● STATED PROBLEM:
Please tally the rows below that contain the string "signpost", with case counting, and reply with the number alone.

─── SOURCE DATA

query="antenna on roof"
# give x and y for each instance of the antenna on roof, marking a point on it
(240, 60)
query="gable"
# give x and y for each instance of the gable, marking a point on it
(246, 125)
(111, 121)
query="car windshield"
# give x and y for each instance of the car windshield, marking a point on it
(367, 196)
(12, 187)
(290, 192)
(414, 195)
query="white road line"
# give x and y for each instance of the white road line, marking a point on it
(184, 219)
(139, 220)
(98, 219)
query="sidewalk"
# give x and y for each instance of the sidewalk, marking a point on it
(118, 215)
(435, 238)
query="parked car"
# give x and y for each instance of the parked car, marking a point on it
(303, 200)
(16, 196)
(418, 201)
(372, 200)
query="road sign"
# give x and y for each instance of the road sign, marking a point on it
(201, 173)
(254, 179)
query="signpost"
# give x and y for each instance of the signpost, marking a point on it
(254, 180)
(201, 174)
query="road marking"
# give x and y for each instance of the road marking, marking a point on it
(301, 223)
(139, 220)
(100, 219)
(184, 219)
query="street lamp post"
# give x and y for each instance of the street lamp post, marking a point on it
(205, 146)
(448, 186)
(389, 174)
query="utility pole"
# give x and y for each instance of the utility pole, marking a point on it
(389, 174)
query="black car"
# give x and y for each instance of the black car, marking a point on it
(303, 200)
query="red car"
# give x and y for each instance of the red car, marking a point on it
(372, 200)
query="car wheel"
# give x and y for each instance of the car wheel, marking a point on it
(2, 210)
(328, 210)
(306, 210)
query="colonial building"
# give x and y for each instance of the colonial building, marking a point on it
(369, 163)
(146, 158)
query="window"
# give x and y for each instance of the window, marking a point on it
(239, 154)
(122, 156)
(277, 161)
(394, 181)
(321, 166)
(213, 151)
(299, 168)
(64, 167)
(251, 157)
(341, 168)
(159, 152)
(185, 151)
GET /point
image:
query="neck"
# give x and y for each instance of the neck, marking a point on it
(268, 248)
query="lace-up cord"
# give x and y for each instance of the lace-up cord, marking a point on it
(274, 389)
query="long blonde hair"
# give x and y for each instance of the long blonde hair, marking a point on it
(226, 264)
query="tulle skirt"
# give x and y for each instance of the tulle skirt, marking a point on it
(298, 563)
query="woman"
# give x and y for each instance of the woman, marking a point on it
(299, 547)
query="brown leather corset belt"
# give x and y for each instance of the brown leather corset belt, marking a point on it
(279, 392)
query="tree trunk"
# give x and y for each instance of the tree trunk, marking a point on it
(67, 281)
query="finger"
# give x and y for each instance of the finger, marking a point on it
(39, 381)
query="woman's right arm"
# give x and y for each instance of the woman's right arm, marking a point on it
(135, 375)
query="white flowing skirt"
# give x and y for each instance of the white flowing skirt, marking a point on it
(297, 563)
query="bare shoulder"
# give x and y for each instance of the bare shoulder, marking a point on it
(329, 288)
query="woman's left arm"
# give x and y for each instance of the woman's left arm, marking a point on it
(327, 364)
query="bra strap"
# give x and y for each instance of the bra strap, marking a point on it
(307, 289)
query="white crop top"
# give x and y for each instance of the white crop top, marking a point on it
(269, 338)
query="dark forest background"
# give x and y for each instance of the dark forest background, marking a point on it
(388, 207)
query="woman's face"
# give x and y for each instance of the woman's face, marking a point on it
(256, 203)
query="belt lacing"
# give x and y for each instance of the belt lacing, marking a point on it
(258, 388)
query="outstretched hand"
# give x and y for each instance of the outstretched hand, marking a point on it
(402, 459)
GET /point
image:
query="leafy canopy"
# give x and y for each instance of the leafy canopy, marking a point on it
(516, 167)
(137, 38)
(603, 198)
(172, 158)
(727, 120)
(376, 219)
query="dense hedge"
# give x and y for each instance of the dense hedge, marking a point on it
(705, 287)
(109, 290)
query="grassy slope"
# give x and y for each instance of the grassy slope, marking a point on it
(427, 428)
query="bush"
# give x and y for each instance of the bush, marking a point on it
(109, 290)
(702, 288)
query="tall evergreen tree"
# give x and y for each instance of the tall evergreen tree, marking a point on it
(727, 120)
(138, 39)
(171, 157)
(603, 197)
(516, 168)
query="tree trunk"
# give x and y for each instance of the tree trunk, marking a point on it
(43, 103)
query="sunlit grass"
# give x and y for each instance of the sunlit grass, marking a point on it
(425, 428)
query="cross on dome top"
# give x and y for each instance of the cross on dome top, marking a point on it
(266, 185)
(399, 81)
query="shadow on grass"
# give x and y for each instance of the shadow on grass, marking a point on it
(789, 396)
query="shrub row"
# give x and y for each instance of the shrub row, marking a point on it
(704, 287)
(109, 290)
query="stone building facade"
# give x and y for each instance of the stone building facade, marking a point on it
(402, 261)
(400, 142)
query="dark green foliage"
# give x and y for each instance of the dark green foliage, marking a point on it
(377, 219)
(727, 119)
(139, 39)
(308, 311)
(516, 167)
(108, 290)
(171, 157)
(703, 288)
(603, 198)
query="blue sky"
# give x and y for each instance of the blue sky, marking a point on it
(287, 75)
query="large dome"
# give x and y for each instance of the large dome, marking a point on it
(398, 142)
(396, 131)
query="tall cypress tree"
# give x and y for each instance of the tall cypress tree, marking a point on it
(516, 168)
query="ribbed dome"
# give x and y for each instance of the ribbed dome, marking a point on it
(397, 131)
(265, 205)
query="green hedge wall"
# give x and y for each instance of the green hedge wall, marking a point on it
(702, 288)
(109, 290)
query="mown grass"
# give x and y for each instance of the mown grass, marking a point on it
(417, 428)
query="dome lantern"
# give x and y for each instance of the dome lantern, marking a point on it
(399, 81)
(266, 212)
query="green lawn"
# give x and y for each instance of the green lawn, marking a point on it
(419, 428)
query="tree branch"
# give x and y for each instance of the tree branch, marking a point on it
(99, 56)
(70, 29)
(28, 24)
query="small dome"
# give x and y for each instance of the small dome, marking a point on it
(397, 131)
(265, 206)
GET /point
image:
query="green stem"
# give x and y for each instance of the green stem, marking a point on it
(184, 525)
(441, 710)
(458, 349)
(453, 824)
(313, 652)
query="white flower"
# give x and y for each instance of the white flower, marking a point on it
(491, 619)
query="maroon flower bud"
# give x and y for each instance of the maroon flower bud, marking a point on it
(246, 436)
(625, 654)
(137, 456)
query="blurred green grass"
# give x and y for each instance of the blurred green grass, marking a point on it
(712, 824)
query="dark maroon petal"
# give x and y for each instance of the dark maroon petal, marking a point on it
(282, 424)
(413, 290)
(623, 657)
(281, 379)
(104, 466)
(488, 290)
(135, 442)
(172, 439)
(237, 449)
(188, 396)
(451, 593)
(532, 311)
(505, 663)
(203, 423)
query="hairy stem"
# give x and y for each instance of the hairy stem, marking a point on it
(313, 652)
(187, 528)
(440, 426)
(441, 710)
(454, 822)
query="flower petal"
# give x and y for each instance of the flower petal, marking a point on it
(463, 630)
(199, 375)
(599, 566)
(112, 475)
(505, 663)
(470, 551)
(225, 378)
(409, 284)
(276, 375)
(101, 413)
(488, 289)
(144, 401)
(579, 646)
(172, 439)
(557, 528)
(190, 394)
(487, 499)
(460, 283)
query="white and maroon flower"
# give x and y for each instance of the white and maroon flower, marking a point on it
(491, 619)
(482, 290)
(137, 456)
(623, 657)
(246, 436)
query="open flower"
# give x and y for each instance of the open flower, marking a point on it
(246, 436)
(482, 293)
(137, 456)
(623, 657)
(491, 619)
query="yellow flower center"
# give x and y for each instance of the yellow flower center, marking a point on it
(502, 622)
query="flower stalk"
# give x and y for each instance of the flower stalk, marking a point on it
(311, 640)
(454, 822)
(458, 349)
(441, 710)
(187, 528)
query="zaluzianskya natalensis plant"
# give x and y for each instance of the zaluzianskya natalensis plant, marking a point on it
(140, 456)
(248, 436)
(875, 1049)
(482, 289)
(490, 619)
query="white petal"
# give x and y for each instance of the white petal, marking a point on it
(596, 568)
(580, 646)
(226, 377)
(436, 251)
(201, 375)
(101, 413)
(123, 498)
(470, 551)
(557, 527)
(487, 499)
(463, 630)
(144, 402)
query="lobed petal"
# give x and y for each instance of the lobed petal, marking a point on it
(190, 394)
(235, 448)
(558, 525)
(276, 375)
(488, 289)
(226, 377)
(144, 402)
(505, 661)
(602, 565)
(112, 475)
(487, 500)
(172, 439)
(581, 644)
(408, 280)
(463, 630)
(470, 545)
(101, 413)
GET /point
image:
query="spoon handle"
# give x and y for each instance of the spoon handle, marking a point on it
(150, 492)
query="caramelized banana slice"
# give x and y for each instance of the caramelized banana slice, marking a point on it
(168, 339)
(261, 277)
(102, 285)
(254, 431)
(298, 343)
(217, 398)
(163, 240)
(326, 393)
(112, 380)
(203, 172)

──────

● TASK SOLUTION:
2